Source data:

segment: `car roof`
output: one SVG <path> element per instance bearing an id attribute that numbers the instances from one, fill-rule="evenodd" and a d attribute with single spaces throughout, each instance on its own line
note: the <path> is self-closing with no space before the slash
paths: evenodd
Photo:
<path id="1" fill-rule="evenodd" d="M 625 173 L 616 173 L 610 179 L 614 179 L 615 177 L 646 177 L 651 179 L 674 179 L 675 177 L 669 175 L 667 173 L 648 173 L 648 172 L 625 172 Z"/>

## Exercise description
When a line in the data above contains the string "with", copy that line.

## Output for this exercise
output: one SVG <path> element per instance bearing an id attribute that numbers the instances from one, fill-rule="evenodd" and a d attribute with single spaces throughout, each instance on its own line
note: the <path> is self-closing with no space before the slash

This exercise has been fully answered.